◆ Task to carry out: Every line below is to be quoted exactly, with nothing added or dropped.

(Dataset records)

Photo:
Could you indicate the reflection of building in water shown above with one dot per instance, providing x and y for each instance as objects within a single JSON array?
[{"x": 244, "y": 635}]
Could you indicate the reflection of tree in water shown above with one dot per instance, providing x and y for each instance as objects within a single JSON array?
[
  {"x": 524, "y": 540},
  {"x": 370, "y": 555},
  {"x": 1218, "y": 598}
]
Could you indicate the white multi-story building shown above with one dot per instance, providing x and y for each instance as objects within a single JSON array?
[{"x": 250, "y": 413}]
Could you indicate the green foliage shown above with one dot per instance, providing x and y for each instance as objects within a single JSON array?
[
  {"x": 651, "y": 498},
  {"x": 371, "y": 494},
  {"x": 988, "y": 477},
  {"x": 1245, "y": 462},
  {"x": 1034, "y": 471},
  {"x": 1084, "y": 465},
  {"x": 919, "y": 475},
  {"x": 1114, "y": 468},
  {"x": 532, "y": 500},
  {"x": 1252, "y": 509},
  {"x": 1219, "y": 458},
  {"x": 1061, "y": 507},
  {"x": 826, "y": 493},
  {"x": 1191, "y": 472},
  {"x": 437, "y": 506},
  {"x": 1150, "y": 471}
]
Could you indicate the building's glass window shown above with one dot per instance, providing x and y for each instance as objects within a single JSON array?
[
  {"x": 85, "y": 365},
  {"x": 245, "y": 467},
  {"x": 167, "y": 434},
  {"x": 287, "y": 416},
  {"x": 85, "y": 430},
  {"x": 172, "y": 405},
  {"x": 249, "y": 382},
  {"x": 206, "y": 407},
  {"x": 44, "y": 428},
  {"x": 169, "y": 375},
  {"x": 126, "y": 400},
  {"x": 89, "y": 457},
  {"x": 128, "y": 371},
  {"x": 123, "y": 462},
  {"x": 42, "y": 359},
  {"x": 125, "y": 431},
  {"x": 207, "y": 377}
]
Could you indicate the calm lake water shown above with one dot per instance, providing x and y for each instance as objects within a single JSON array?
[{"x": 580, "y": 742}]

◆ Answer below:
Photo:
Could you indicate the reflection of building in water shown above with one dot per instance, providing x and y for each instance as objects within a single JSON array?
[{"x": 244, "y": 635}]
Could you indicate the reflection of tree in water shown above with one dot per instance, providing x and y for each instance as objects within a single JSON array?
[
  {"x": 524, "y": 540},
  {"x": 370, "y": 555},
  {"x": 1218, "y": 598}
]
Could you indicate the white multi-story building shown above with one dot per instance, providing x and y for each instance as objects within a single JSON array?
[{"x": 250, "y": 413}]
Could you indicate the green foliage shown above with one dot per instance, providing x and y for each instance as objects within a single JSON array?
[
  {"x": 651, "y": 498},
  {"x": 371, "y": 494},
  {"x": 988, "y": 477},
  {"x": 1245, "y": 462},
  {"x": 1034, "y": 471},
  {"x": 1084, "y": 465},
  {"x": 919, "y": 475},
  {"x": 1114, "y": 468},
  {"x": 532, "y": 500},
  {"x": 1252, "y": 509},
  {"x": 1219, "y": 458},
  {"x": 1061, "y": 507},
  {"x": 826, "y": 493},
  {"x": 1191, "y": 472},
  {"x": 437, "y": 506},
  {"x": 1150, "y": 471}
]
Could you indicate the building's glass window shown above with one dot per instance, providing x and y for each instance as objects within a single JSON array?
[
  {"x": 85, "y": 365},
  {"x": 245, "y": 467},
  {"x": 167, "y": 434},
  {"x": 287, "y": 416},
  {"x": 85, "y": 430},
  {"x": 172, "y": 405},
  {"x": 249, "y": 382},
  {"x": 206, "y": 407},
  {"x": 44, "y": 428},
  {"x": 169, "y": 375},
  {"x": 126, "y": 400},
  {"x": 89, "y": 457},
  {"x": 128, "y": 371},
  {"x": 123, "y": 462},
  {"x": 42, "y": 359},
  {"x": 125, "y": 431},
  {"x": 207, "y": 377}
]
Could you indicate the calm lake water shown above with one dot per instance, providing x and y for each instance as objects within a single JSON array?
[{"x": 580, "y": 742}]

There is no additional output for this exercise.